Problem description ::
Reproduce the stretch from the start of the records through the line containing "column 236, row 75", swapping "hillside" for "grassy slope" and leaving everything else untouched.

Data extract ::
::::
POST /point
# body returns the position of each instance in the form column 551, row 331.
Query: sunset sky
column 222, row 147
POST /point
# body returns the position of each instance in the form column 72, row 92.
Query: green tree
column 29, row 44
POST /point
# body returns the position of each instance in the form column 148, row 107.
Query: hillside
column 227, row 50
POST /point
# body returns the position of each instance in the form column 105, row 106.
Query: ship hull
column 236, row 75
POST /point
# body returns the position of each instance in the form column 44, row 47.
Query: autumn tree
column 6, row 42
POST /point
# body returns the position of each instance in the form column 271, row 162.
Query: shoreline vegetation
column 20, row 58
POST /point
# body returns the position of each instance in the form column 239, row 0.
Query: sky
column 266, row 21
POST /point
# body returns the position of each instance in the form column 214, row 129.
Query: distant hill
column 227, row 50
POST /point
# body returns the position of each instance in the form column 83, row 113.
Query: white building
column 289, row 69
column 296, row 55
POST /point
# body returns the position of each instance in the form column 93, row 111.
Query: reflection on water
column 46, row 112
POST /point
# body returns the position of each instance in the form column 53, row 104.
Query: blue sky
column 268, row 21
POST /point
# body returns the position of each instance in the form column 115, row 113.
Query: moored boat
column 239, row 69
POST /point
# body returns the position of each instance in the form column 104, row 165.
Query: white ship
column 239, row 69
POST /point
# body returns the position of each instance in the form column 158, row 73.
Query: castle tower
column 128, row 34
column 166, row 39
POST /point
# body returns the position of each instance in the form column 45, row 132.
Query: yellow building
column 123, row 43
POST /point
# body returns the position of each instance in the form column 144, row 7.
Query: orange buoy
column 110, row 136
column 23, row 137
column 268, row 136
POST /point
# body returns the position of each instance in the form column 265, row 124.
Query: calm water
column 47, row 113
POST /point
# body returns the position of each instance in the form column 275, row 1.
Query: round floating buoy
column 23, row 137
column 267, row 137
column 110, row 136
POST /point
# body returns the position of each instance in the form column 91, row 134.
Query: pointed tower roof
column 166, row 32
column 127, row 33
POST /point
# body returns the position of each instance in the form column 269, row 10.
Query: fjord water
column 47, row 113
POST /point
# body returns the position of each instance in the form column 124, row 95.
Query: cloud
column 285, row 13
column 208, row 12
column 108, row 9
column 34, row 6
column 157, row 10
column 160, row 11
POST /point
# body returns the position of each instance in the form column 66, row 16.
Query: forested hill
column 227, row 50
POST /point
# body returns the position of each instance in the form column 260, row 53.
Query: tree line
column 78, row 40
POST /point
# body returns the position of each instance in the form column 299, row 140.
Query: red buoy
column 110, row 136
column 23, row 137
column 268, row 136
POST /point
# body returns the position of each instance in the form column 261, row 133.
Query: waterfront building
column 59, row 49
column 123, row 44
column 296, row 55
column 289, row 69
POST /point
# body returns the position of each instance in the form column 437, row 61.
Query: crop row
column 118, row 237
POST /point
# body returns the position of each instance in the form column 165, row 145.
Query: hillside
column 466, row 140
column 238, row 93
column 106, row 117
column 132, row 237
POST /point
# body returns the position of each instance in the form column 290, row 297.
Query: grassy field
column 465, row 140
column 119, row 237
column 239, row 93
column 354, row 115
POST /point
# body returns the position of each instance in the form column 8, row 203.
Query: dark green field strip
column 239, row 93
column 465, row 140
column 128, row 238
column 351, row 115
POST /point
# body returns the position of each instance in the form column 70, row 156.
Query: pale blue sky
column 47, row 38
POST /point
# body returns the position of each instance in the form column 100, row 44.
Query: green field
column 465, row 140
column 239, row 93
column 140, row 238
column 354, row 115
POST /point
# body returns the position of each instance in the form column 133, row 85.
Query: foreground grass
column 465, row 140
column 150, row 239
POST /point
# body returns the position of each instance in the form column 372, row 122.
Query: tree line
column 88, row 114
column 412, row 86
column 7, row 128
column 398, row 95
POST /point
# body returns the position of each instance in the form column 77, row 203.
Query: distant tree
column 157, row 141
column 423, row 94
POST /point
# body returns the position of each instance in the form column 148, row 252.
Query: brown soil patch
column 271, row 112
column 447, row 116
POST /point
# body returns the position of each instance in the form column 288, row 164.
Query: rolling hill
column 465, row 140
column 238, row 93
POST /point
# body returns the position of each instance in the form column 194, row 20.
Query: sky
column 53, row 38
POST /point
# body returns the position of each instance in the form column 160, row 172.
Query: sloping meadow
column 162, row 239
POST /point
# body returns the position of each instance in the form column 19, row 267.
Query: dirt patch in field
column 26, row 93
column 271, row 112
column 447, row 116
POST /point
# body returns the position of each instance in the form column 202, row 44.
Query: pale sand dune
::::
Solved exercise ::
POST /point
# body returns the position of each instance in the form column 551, row 331.
Query: sunset sky
column 222, row 147
POST /point
# body returns the position of each instance in the form column 72, row 92.
Query: green tree
column 29, row 44
POST /point
# body returns the position of each instance in the form column 148, row 107.
Query: grassy slope
column 227, row 50
POST /point
# body returns the position of each instance in the form column 105, row 106.
Query: ship hull
column 236, row 75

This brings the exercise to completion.